### Excerpted text
I didn't like the pci_read_irq() change because the PCI spec doesn't
say anything about any PCI_INTERRUPT_LINE values being invalid.

I like this solution better, but I still don't quite understand it.
We have the following code in acpi_pci_irq_enable().  We have
previously tried to look up "gsi," but the _PRT doesn't mention this
device, so we have "gsi == -1" at this point:

        /*
         * No IRQ known to the ACPI subsystem - maybe the BIOS /
         * driver reported one, then use it. Exit in any case.
         */
        if (gsi < 0) {
                u32 dev_gsi;
                /* Interrupt Line values above 0xF are forbidden */
                if (dev->irq > 0 && (dev->irq <= 0xF) &&
                    (acpi_isa_irq_to_gsi(dev->irq, &dev_gsi) == 0)) {
                        dev_warn(&dev->dev, "PCI INT %c: no GSI -
using ISA IRQ %d\n",
                                 pin_name(pin), dev->irq);
                        acpi_register_gsi(&dev->dev, dev_gsi,
                                          ACPI_LEVEL_SENSITIVE,
                                          ACPI_ACTIVE_LOW);
                } else {
                        dev_warn(&dev->dev, "PCI INT %c: no GSI\n",
                                 pin_name(pin));
                }

                return 0;
        }

1) I don't know where the restriction of 0x1-0xF came from.

### Records
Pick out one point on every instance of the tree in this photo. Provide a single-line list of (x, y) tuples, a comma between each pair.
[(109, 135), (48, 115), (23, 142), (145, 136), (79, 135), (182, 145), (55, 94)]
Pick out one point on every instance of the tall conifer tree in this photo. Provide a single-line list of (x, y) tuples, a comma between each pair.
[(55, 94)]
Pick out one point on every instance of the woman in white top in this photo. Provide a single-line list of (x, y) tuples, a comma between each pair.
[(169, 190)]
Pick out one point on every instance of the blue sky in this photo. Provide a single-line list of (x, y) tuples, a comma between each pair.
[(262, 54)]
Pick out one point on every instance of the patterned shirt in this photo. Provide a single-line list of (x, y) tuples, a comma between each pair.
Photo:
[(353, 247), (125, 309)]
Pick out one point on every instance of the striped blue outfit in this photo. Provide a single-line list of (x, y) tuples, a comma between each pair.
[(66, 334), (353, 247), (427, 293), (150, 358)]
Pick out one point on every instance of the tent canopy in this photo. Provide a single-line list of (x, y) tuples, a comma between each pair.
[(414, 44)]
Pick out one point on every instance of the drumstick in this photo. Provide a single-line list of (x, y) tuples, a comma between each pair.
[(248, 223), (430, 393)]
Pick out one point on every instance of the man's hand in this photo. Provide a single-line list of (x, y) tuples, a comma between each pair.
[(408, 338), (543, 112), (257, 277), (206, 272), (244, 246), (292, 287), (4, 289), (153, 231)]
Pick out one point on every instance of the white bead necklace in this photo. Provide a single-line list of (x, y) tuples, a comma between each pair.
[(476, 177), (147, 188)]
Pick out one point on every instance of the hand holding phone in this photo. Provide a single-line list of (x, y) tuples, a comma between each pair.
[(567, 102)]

### Exercises
1. Write out the PCI interrupt email from "I like this" up to and including "in any case.", word for word.
2. Continue the PCI interrupt email from its last sentence onward.
The rows play no part here.

### Answers for the tasks
1.
I like this solution better, but I still don't quite understand it.
We have the following code in acpi_pci_irq_enable().  We have
previously tried to look up "gsi," but the _PRT doesn't mention this
device, so we have "gsi == -1" at this point:

        /*
         * No IRQ known to the ACPI subsystem - maybe the BIOS /
         * driver reported one, then use it. Exit in any case.

2.
Presumably this value of dev->irq came from PCI_INTERRUPT_LINE, and I
don't know what forbids values > 0xF.  The test was added by Andy
Grover in the attached commit.  This is ancient history; probably Andy
doesn't remember either :)

2) The proposed change (setting "dev->irq = 0" when we didn't find
anything in the _PRT and dev->irq > 0xF) throws away some information,
and I fear it could break systems.  For example, what would happen if
a system put an IOAPIC pin number in a device's PCI_INTERRUPT_LINE and
omitted the device from _PRT?  Is it possible the device would still
work as-is (with acpi_pci_irq_enable() doing nothing), but would break
if we set dev->irq = 0?

3) I don't understand why the xhci init fails in the first place.  It
looks like the "request interrupt 255 failed" message is from
xhci_try_enable_msi(), but that function tries to enable MSI-X, then
MSI, then falls back to legacy interrupts, where we get the error.
But the device supports MSI, so I don't know why we even fall back to
trying legacy interrupts.  Hannes, do you have any insight into that?
Obviously I'm missing something here.

Bjorn
Hannes Reinecke - Feb. 28, 2013, 4:13 p.m.
On 02/27/2013 10:13 PM, Bjorn Helgaas wrote:
> [+cc Andy]
>
> On Wed, Feb 20, 2013 at 11:53 PM, Hannes Reinecke <hare@suse.de> wrote:
>> On 02/20/2013 05:57 PM, Yinghai Lu wrote:
>>>
>>> On Tue, Feb 19, 2013 at 11:58 PM, Hannes Reinecke <hare@suse.de> wrote:
>>>>>
>>>>>
>>>> Apparently this device is meant to use MSI _only_ so the BIOS developer
>>>> didn't feel the need to assign an INTx here.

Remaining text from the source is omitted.